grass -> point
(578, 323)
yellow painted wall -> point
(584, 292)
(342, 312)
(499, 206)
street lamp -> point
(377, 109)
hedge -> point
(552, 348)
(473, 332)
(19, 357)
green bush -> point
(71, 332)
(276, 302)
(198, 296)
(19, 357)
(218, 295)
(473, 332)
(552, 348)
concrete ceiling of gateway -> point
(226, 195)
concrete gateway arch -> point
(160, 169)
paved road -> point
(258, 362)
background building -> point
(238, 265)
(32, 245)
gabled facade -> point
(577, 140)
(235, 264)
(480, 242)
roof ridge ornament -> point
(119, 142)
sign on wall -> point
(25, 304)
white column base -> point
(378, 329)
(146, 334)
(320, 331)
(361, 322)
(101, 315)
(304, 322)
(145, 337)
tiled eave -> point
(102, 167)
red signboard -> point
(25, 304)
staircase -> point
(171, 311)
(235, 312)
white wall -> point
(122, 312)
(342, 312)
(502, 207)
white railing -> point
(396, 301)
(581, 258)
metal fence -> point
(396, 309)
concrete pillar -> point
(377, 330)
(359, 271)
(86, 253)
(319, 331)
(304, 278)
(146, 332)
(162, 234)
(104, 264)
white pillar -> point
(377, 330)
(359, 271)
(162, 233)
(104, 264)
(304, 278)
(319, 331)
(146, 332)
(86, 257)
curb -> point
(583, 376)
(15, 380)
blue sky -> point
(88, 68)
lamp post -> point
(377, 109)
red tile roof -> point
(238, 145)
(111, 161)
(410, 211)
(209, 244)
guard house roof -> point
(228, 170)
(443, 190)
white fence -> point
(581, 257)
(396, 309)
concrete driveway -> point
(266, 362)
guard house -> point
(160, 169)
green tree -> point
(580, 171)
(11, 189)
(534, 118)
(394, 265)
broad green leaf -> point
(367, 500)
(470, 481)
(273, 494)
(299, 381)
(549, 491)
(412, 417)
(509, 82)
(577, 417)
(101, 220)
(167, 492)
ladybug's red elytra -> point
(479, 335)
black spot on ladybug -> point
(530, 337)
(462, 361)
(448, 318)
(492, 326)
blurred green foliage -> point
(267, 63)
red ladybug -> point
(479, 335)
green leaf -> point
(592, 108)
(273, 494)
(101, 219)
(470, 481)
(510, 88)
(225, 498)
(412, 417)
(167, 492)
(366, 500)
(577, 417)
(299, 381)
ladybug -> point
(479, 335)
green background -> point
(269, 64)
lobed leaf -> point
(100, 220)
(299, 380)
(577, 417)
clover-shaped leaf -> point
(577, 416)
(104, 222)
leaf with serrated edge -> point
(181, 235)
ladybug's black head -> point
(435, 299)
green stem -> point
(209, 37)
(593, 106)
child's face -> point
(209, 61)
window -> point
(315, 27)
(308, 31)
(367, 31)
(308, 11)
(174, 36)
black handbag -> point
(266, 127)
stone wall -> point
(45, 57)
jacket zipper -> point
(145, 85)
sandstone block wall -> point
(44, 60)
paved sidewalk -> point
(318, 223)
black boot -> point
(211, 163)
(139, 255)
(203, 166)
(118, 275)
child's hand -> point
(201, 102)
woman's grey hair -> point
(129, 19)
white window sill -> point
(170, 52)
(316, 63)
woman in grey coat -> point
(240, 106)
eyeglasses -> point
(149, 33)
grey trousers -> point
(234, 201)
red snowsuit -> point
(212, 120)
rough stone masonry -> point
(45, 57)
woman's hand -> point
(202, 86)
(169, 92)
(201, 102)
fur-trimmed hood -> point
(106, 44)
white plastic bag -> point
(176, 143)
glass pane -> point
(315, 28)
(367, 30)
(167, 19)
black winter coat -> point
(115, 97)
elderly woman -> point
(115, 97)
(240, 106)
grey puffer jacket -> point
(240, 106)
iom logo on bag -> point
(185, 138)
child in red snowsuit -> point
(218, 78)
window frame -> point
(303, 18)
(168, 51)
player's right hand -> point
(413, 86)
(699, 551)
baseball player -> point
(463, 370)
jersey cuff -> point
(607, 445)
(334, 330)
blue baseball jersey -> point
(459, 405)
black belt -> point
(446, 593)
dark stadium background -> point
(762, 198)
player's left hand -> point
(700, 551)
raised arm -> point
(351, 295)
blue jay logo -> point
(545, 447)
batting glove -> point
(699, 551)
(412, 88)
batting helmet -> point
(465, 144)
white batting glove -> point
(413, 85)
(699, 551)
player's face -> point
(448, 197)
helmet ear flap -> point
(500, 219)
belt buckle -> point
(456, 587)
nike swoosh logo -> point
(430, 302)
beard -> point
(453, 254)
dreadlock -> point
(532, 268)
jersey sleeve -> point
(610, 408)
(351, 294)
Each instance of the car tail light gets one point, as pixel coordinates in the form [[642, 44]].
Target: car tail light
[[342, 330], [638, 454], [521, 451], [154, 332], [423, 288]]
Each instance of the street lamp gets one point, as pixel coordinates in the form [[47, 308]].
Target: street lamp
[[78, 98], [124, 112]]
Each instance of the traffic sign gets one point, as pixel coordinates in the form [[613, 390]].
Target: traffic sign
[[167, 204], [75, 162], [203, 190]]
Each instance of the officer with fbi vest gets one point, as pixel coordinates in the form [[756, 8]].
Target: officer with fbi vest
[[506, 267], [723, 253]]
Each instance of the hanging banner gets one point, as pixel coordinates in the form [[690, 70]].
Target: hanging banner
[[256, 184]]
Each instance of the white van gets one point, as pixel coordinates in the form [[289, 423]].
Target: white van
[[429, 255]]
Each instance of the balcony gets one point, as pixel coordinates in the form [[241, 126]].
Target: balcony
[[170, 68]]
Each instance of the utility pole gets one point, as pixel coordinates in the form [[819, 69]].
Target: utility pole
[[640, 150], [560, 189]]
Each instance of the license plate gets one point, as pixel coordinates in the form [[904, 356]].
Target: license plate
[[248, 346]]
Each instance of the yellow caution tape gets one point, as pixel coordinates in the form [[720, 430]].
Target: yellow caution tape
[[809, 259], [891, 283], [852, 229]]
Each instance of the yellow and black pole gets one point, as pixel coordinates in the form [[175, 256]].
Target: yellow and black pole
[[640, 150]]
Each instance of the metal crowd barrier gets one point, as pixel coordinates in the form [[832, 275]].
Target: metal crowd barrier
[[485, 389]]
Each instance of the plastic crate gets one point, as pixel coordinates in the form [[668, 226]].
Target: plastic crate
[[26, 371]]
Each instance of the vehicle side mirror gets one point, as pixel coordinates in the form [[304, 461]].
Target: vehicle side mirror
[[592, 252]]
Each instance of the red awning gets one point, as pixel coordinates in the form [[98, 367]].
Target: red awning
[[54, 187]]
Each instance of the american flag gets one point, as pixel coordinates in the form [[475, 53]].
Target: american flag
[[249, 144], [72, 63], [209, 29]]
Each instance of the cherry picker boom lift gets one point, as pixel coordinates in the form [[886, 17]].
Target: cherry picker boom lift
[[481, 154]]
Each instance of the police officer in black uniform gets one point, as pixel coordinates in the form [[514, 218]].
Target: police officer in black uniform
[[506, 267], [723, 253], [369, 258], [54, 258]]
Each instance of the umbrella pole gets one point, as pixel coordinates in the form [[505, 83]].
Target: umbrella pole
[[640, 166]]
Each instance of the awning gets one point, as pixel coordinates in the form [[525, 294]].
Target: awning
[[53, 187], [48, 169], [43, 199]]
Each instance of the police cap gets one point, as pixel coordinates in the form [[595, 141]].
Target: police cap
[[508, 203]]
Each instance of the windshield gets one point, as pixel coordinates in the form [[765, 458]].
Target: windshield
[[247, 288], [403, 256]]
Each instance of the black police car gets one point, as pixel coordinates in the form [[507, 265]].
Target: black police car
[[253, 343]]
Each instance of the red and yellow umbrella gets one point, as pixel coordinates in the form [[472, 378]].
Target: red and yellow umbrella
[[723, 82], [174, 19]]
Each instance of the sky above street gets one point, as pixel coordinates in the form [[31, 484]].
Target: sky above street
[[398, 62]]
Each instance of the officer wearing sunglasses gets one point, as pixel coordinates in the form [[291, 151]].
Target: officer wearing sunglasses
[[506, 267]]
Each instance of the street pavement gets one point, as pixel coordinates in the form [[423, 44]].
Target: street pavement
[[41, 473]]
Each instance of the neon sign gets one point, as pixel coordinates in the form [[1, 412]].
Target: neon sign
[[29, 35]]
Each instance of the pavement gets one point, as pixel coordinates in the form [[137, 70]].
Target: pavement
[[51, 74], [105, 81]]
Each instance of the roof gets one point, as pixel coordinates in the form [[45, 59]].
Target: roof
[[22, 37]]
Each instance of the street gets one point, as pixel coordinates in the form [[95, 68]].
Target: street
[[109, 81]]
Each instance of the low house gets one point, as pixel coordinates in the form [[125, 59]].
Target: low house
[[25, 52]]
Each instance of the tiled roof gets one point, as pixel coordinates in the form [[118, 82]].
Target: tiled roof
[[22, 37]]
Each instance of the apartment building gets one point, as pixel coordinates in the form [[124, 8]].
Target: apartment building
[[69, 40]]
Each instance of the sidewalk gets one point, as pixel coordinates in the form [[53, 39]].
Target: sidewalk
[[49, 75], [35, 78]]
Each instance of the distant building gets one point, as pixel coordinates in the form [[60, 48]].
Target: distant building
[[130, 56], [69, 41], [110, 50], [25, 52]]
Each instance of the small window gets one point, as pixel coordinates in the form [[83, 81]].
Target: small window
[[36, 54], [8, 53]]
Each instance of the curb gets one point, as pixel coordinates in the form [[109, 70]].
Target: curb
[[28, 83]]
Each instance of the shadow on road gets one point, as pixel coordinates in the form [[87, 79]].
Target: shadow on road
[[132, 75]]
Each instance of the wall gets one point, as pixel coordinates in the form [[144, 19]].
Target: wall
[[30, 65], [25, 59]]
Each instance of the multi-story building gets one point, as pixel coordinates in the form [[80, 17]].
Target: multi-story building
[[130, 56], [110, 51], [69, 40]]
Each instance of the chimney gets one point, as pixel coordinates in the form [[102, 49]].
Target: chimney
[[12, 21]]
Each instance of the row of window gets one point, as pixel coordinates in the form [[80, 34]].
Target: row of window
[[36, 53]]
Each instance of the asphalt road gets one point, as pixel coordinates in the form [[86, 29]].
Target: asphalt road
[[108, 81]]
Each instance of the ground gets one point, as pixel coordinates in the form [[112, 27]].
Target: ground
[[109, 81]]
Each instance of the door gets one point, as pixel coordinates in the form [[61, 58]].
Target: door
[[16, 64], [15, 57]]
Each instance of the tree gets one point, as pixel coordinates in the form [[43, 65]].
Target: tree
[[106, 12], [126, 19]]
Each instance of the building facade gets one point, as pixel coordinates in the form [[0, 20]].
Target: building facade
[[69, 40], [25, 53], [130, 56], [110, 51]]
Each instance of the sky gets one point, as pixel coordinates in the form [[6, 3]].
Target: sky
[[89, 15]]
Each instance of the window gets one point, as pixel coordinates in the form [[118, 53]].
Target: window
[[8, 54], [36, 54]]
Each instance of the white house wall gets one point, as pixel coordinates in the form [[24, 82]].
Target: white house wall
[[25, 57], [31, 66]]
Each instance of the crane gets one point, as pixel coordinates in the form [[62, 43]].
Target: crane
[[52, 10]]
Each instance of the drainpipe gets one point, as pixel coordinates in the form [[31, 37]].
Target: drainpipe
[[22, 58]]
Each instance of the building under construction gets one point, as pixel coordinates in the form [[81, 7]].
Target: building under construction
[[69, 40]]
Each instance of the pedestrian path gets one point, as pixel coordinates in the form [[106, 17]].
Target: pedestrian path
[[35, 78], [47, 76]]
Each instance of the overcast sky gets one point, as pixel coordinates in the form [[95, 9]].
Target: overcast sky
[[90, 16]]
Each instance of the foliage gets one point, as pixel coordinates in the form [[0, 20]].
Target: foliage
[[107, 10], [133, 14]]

Task prompt:
Copy the listing above, from the line with "Each instance of the door" to the line with "[[69, 40], [25, 53], [130, 56], [110, 51]]", keeping both of those lines. Reproduce each line without any change.

Answer below:
Each instance of the door gets one point, as pixel coordinates in the form [[61, 58]].
Target: door
[[16, 64], [15, 57]]
Each instance of the tree gets one point, as pixel coordinates in the form [[43, 65]].
Target: tree
[[106, 12], [126, 19]]
Each instance of the building facade gets one point, as pixel coordinates in the form [[0, 20]].
Target: building facade
[[69, 40], [25, 53], [130, 56], [110, 51]]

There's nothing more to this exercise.